## WORK REQUEST
Start to finish, retype the entries exactly while omitting the pictures.

[EXTRACTED MATERIAL Boundary: Start]

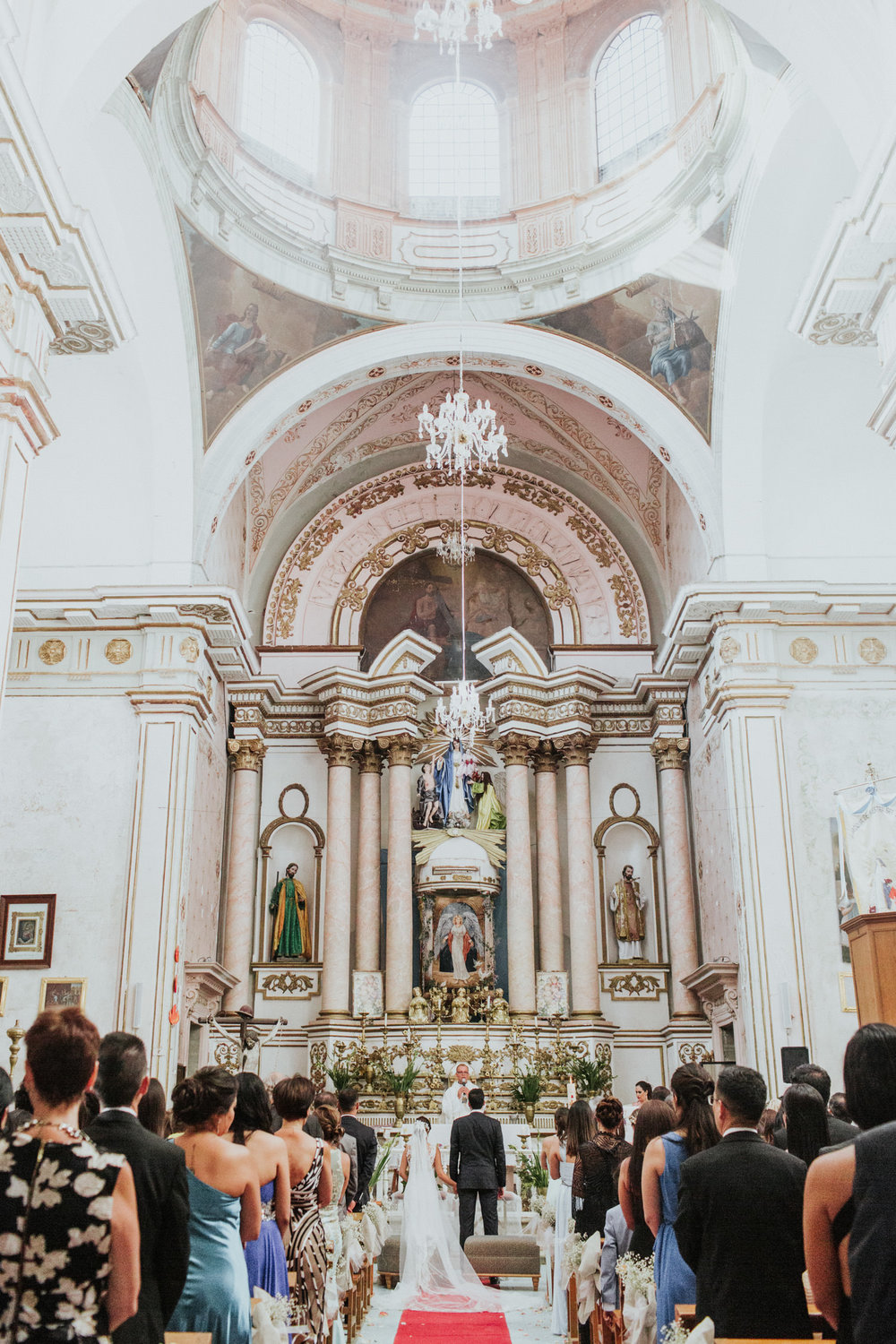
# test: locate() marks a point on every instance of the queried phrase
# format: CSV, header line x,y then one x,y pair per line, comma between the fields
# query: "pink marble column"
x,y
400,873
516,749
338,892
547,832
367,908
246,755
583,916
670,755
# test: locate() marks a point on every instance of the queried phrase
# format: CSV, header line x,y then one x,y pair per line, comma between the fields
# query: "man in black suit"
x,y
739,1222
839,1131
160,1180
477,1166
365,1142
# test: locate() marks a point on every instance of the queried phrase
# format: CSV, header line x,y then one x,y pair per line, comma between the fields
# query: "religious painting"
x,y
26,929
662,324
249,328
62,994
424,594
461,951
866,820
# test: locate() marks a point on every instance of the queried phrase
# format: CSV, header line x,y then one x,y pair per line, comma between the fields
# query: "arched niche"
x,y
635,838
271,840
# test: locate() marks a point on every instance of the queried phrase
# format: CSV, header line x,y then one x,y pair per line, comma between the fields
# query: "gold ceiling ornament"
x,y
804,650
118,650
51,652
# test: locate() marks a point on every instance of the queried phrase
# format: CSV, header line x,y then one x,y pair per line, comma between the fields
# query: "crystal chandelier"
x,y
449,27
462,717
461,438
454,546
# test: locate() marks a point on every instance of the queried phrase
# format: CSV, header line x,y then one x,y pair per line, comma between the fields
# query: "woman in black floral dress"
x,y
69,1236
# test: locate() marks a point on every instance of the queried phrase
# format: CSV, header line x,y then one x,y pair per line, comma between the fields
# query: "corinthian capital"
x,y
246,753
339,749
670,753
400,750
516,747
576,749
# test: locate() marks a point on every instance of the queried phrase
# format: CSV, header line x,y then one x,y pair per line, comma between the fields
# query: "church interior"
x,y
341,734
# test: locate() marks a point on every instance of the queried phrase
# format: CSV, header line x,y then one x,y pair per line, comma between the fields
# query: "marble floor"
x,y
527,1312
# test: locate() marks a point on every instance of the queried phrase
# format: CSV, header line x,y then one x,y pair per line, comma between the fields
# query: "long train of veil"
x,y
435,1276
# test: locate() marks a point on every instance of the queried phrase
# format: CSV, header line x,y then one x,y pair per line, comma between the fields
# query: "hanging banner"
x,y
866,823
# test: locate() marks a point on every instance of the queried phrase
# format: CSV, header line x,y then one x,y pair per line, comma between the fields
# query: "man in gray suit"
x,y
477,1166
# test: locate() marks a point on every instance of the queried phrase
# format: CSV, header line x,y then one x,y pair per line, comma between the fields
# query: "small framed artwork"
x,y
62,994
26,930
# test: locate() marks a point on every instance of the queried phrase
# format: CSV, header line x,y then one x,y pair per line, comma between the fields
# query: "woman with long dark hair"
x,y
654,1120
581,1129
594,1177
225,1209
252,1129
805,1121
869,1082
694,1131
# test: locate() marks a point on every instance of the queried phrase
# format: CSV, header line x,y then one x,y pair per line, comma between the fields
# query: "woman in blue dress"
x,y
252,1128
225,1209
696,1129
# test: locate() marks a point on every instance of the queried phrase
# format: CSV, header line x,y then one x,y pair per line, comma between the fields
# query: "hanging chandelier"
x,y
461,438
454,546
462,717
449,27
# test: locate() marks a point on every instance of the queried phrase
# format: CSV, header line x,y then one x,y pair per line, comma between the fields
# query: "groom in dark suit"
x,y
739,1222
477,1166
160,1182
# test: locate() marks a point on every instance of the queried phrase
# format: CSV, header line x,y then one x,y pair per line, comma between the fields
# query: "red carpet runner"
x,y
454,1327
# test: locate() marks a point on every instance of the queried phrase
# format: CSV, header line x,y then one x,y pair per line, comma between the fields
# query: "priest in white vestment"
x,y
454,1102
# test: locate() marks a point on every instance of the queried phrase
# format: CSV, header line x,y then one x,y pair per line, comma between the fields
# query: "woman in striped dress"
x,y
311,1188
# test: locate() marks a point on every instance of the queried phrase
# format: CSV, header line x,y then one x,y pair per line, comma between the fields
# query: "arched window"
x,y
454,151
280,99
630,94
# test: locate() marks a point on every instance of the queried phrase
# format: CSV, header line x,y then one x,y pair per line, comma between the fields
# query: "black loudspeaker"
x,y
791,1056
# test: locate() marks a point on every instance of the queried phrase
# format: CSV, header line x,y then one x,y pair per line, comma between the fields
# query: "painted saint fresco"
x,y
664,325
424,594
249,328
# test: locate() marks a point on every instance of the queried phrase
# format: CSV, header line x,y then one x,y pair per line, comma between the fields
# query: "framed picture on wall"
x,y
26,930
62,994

[EXTRACTED MATERIAL Boundary: End]

## YOUR SOLUTION
# test: locate() marks a point on every instance of the queried phrase
# format: CSV, header line x,y then one x,y pair per line, comma between the fields
# query: "pink marble column"
x,y
400,873
516,749
338,892
547,832
367,908
246,755
583,916
670,755
# test: locate() marks a point on every instance of the queried phrase
# format: CSV, header line x,y then one x,y pair per line, comma between the fields
# query: "man in black suit"
x,y
739,1222
839,1131
160,1180
477,1166
365,1142
# test: locate() marks a point on every instance of the queried phrase
# format: CSV, header line x,y then one x,y pair per line, comma between the fields
# query: "religious painting"
x,y
26,929
662,324
249,328
62,994
424,594
461,951
866,820
# test: locate() marks a point on every instance of the queried phrase
# format: CSV, header line x,y then one x,y pair per line, comma between the fields
# query: "arched niche"
x,y
635,838
271,840
# test: locate() marks a point on every instance of the queried phrase
# format: CSV, header line x,y then one x,y pair per line, comma between the fields
# query: "gold ceiling ornament"
x,y
804,650
118,650
51,652
# test: locate() marks a point on every instance of the queried phrase
# format: CSV, header line x,y then one x,y pair per line, comma between the fields
# query: "crystal chandelier"
x,y
449,27
462,717
461,438
454,546
# test: locate() marks a point on every instance of the queried phrase
# format: CSV, header line x,y then one x,y pair per line, comma between the fields
# query: "woman in black floral dress"
x,y
69,1236
# test: locate() marks a point on every instance of the queried phrase
# format: CSV, header line x,y then one x,y pair per line, comma between the fields
# query: "corinthian capital"
x,y
246,753
339,749
670,753
400,750
516,747
576,749
# test: locate() marks a point on every instance of the queried phrase
# format: CSV, header line x,y then one x,y pair per line, comma between the fields
# query: "church interior"
x,y
341,734
# test: locate() marks a point on every instance of the queried phrase
# format: CSV, header line x,y then one x,y pair per line, comma between the fields
# query: "marble floor"
x,y
527,1312
# test: locate() marks a point on every instance of the queried phrase
# format: CSV, header line x,y then one x,y pair per line, comma between the fields
# query: "long train of veil"
x,y
435,1276
# test: locate() marks a point on every instance of the queried phrase
# format: CSV, header line x,y then one x,y pair per line, comma between the fields
# query: "hanging banner"
x,y
866,823
# test: locate() marks a point on every instance of the queried phrase
# format: CSV, header line x,y then one x,y pair per line, comma between the fields
# query: "man in gray suit"
x,y
477,1166
# test: locate() marks a point on every instance of the queried phrase
# format: CSV, header line x,y then one x,y pair per line, comma between the fields
# query: "small framed artwork"
x,y
62,994
26,930
# test: locate() marks a point on every instance of the queried phrase
# format: CSV, header line x,y then one x,y pair per line, comma between the fields
# query: "woman with long dark hair"
x,y
654,1120
581,1129
594,1177
225,1209
252,1129
805,1121
869,1082
694,1131
# test: locate() marks a point on every instance of the queried phrase
# format: CSV, header line x,y then one x,y pair per line, comma between the fields
# query: "woman in blue dress"
x,y
252,1128
225,1209
696,1129
# test: locate() marks a point on every instance of the queried phrase
# format: CSV, header line x,y then one x,y pair per line, comma between the fields
# query: "hanging chandelier"
x,y
461,438
454,546
462,717
449,27
# test: locate() marks a point on every instance of the queried phrase
# format: CSV, header line x,y then one x,y pair per line, comma between the fields
# query: "groom in dark suit"
x,y
739,1222
477,1166
160,1182
# test: locate() marks a point on every instance of the queried phrase
# format: CSV, header line x,y then one x,y pair per line, comma between the fields
# query: "red carpet runner"
x,y
454,1327
# test: locate() marks a point on every instance of the queried phrase
# format: CSV, header line x,y then one x,y pair per line, comma between the fields
# query: "priest in white vestment"
x,y
454,1102
# test: locate() marks a point on every instance of the queried phrase
# format: CSV, header line x,y then one x,y pair per line, comma between the fields
# query: "woman in striped dress"
x,y
311,1188
# test: locate() marks a point on every instance of the queried phrase
# format: CSV, header line x,y then one x,y pair per line, comma between the fields
# query: "arched window"
x,y
454,151
280,99
630,94
# test: locate() marks a point on every instance of the queried phrase
# format: CSV, header line x,y then one x,y pair per line, comma between the fields
# query: "black loudspeaker"
x,y
791,1056
# test: locate() marks a point on every instance of the queried phrase
# format: CSV, header line x,y then one x,y pair per line, comma between the fields
# query: "painted saint fresco"
x,y
664,325
424,594
249,328
# test: locate() marks a point on every instance of the queried phrase
# format: CSV, header line x,y then one x,y pair per line, comma between the fields
# query: "framed picture on wall"
x,y
26,930
62,994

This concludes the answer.